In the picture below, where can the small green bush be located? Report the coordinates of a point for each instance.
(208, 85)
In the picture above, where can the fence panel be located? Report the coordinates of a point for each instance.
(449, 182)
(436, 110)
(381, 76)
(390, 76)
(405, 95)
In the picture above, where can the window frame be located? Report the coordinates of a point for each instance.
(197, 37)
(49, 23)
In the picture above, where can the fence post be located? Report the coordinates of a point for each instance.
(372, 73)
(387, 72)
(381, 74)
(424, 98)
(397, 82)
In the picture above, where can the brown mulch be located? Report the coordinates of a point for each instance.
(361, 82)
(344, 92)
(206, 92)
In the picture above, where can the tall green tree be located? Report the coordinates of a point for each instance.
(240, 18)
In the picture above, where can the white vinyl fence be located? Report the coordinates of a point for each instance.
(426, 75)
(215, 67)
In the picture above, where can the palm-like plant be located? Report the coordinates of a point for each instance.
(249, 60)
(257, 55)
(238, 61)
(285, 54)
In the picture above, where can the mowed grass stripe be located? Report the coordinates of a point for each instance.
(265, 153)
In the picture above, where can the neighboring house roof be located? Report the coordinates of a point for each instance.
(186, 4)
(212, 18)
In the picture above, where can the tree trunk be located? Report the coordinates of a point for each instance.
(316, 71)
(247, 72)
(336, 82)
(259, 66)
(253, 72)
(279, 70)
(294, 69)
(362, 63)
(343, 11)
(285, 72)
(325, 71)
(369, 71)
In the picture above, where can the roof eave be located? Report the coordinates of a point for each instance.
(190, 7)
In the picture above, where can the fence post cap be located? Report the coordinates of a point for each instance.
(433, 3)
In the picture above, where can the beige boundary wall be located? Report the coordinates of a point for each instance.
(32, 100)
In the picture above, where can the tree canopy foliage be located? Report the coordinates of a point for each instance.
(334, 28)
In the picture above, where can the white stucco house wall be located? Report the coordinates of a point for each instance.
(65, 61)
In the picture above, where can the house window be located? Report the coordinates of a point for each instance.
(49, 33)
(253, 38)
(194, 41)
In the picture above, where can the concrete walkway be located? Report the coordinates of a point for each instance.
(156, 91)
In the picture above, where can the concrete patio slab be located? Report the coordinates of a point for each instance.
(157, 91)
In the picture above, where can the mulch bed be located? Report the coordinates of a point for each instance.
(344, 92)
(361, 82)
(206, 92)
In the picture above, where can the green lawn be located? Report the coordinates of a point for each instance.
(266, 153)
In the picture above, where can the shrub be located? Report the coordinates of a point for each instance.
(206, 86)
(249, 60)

▸ **Task details**: Type out the material again exactly as presented.

▸ **Response**:
In the picture below, where can the small green bush be located? Report the coordinates of a point for each instance.
(208, 85)
In the picture above, where can the fence panel be located? Report the coordinates of a point for each instance.
(449, 182)
(436, 110)
(381, 76)
(390, 76)
(405, 95)
In the picture above, where can the window frame be located? Report the coordinates of a point for each instance.
(197, 37)
(49, 23)
In the picture above, where can the fence post be located? Report the coordinates of a point for each instance.
(372, 73)
(387, 72)
(381, 74)
(424, 98)
(397, 82)
In the picture above, where can the brown mulch be located? Report the coordinates of a point for each instance.
(361, 82)
(344, 92)
(206, 92)
In the picture above, where can the tall green tree be located? Report the coordinates of a point for each instance.
(240, 18)
In the picture above, where can the white vinyl fence be located? Report the coordinates of a point for each instance.
(426, 75)
(215, 67)
In the picture above, where can the palm-like plant be located? Report the coordinates of a point for each instance.
(249, 60)
(257, 55)
(238, 61)
(285, 54)
In the picture above, where can the mowed grass stripe be located? Report the coordinates of a point for each instance.
(265, 153)
In the picture above, where can the neighboring house roof be located? Report the coordinates of a point for each instance.
(186, 4)
(212, 18)
In the picture above, where can the tree trunk be located? Report the coordinates of a point for each instance.
(316, 71)
(247, 72)
(336, 82)
(259, 66)
(253, 72)
(279, 70)
(294, 69)
(362, 63)
(343, 11)
(285, 72)
(325, 71)
(369, 71)
In the picture above, where can the roof eave be located? Report the coordinates of a point for each instance.
(190, 7)
In the picture above, where can the fence post cap be located? Report the coordinates of a point for each instance.
(433, 3)
In the picture above, where can the beige boundary wall be located? Report the coordinates of a point for each instance.
(32, 100)
In the picture above, where can the tree canopy foliage be located? Report the coordinates of a point for each instance.
(334, 28)
In the picture above, where can the white stucco house wall be located? Report the coordinates of a point for each instance.
(65, 61)
In the picture above, where can the house window be located? Report the coordinates of a point for each instance.
(49, 33)
(253, 38)
(194, 41)
In the picture above, where can the concrete walkway be located? Report the coordinates of a point for each instance.
(156, 91)
In the picture above, where can the concrete patio slab be located? Report the coordinates of a point for each instance.
(157, 91)
In the picture above, where can the mulch bed be located? Report the coordinates of a point for each instance.
(344, 92)
(361, 82)
(206, 92)
In the picture above, where can the green lawn be located? Report the coordinates of a point for each instance.
(266, 153)
In the picture above, where can the shrub be located? Report the coordinates of a point for each instance.
(206, 86)
(249, 60)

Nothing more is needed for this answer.